1. For each group $g_i$ with population $n_i$, compute target: $n'_i = \lfloor \text{scale} \times n_i \rfloor$
2. Distribute remainder $r = N' - \sum n'_i$ to groups with the largest fractional parts
3. Assign demographic attributes to each node

**Example** (scale = 0.01, $N = 5.7$M):

| **Group** | **Original *n*** | **Scaled *n'*** | **Proportion preserved** |
|:---|---:|---:|:---:|
| Male, [20,30), Native, Edu-2 | 24,500 | 245 | Yes |
| Female, [50,60), Other, Edu-1 | 3,870 | 39 | Yes |

## Step 2: Community Assignment via Simulated Annealing

**Agent-based assignment:** each node chooses a community to minimize distance from its *ideal link distribution*.

For node $v$ in group $g$, and community $c$:

$$d(v, c) = \sum_{g'} \left| P_{\text{ideal}}(g, g') - P_{\text{actual}}(c, g') \right|$$

**Simulated annealing schedule:**
- High temperature → stochastic exploration
- Low temperature → greedy exploitation
- Selection probability: $P(\text{select } c) \propto e^{-d(v,c) / T}$

**Community size distributions:** Natural | Uniform | Power-law

In [None]:
# Community assignment visualization
fig, ax = plt.subplots(1, 1, figsize=(7, 4.5))

■ AVAILABLE RECORDS ■
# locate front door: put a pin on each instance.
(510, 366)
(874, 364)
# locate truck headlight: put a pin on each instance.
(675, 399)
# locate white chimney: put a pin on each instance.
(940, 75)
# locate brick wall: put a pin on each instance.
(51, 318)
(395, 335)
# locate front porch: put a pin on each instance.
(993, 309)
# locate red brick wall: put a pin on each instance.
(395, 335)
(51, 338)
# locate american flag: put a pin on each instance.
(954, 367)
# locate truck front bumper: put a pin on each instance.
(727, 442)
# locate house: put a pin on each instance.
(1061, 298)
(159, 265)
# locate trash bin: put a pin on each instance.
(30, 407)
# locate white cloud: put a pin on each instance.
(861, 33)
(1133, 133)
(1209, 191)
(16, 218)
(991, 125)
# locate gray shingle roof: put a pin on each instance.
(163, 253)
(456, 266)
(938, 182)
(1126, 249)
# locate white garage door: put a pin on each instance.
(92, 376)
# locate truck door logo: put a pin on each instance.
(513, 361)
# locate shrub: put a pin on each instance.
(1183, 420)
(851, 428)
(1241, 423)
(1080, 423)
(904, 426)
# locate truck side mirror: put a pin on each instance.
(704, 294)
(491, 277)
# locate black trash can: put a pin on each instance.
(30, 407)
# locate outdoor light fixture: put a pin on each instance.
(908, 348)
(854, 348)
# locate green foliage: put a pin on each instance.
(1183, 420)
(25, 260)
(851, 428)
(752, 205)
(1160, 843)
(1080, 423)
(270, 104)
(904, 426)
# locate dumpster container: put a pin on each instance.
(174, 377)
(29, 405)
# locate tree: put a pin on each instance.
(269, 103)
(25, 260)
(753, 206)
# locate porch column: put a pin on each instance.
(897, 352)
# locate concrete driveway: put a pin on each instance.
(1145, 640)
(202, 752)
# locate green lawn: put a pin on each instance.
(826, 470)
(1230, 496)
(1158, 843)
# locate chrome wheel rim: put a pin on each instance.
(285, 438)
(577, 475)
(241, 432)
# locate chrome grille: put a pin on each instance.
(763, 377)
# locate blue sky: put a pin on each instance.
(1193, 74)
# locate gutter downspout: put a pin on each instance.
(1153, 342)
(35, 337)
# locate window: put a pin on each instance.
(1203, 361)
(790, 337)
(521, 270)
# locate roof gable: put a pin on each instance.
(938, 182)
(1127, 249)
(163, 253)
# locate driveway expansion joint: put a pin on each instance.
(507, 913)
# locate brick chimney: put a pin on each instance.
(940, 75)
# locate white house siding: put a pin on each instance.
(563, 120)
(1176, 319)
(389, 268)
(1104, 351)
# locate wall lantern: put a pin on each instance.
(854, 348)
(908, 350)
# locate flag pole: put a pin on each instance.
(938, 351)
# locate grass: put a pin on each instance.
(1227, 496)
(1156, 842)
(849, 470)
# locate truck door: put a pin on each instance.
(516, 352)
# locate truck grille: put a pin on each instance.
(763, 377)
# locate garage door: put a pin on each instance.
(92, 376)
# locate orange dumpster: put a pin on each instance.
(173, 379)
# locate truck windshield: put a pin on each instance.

■ EXERCISE 1 ■
Pull out, word for word, the lines of the listing that start with the line containing "# locate porch" and go on through the last line of the listing.
■ EXERCISE 2 ■
Continue the passage on population scaling and community assignment from the point where it stops.
The passage on population scaling and community assignment has no connection to the listing.

■ RESPONSE 1 ■
# locate porch column: put a pin on each instance.
(897, 352)
# locate concrete driveway: put a pin on each instance.
(1145, 640)
(202, 752)
# locate green lawn: put a pin on each instance.
(826, 470)
(1230, 496)
(1158, 843)
# locate chrome wheel rim: put a pin on each instance.
(285, 438)
(577, 475)
(241, 432)
# locate chrome grille: put a pin on each instance.
(763, 377)
# locate blue sky: put a pin on each instance.
(1193, 74)
# locate gutter downspout: put a pin on each instance.
(1153, 342)
(35, 337)
# locate window: put a pin on each instance.
(1203, 361)
(790, 337)
(521, 270)
# locate roof gable: put a pin on each instance.
(938, 182)
(1127, 249)
(163, 253)
# locate driveway expansion joint: put a pin on each instance.
(507, 913)
# locate brick chimney: put a pin on each instance.
(940, 75)
# locate white house siding: put a pin on each instance.
(563, 120)
(1176, 319)
(389, 268)
(1104, 351)
# locate wall lantern: put a pin on each instance.
(854, 348)
(908, 350)
# locate flag pole: put a pin on each instance.
(938, 351)
# locate grass: put a pin on each instance.
(1227, 496)
(1156, 842)
(849, 470)
# locate truck door: put a pin on each instance.
(516, 352)
# locate truck grille: put a pin on each instance.
(763, 377)
# locate garage door: put a pin on each instance.
(92, 376)
# locate orange dumpster: put a pin on each instance.
(173, 379)
# locate truck windshield: put a pin on each instance.

■ RESPONSE 2 ■
ax.set_xlim(-2, 8)
ax.set_ylim(-4, 3)
ax.axis('off')
ax.set_title('Community Assignment: Node Choosing a Community', fontsize=13, fontweight='bold')

from matplotlib.patches import Ellipse

# Communities
for (cx, cy, w, h, label) in [(0, 0, 3.2, 2.0, 'Community 1'),
                                (5.5, 0.5, 2.4, 1.6, 'Community 2'),
                                (2.8, -2.5, 2.8, 1.8, 'Community 3')]:
    ell = Ellipse((cx, cy), w, h, facecolor=LIGHT_BLUE, edgecolor=BLUE, linewidth=1.5, alpha=0.5)
    ax.add_patch(ell)
    ax.text(cx, cy + h/2 - 0.2, label, ha='center', fontsize=9, fontweight='bold', color=BLUE)

# Nodes in communities
comm_nodes = [
    (-0.5, -0.3, RED), (0.3, 0.1, BLUE), (0.5, -0.4, RED), (-0.2, 0.3, GREEN),
    (5.2, 0.3, BLUE), (5.8, 0.6, BLUE),
    (2.3, -2.6, RED), (3.0, -2.8, GREEN), (3.4, -2.3, BLUE)
]
for (x, y, c) in comm_nodes:
    ax.plot(x, y, 'o', color=c, markersize=8, markeredgecolor='white', markeredgewidth=0.5)

# New node choosing
ax.plot(2.8, 2.2, 'o', color=ORANGE, markersize=12, markeredgecolor='black', markeredgewidth=1.5)
ax.text(3.3, 2.2, 'Node $v$ choosing...', fontsize=10, color=ORANGE, fontweight='bold')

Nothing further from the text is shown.